■ **Written problem**
Please show every line of the entries below that contains the word "light", copying each line in full.

-------- Provided records --------

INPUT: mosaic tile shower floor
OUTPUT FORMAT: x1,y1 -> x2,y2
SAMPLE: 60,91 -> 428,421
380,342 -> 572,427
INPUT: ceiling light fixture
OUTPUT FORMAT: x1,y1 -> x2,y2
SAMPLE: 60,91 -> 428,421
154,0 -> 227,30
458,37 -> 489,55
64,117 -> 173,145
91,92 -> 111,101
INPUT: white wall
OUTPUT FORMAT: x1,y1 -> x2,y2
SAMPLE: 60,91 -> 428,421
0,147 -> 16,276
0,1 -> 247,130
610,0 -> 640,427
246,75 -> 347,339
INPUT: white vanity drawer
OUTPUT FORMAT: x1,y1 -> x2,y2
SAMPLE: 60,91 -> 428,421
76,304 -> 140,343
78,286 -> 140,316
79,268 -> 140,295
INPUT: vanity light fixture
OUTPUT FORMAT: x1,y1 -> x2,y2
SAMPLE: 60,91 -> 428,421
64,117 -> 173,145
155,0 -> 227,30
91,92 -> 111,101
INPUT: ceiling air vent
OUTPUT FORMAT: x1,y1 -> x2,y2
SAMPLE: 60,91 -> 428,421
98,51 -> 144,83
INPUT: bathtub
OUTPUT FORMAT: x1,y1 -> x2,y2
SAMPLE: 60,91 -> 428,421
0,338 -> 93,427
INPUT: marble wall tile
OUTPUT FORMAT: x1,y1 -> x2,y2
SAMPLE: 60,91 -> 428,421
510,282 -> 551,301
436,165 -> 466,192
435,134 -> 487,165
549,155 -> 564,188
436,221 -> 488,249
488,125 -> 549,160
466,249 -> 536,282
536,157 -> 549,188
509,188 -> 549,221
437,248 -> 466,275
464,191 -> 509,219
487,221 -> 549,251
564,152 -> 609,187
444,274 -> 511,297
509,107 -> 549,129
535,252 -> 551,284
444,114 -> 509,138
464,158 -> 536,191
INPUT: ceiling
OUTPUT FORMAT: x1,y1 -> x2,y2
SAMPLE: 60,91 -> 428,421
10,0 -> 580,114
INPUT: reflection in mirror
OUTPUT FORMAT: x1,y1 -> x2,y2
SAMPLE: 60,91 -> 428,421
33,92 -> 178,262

--------

■ **Right answer**
INPUT: ceiling light fixture
INPUT: vanity light fixture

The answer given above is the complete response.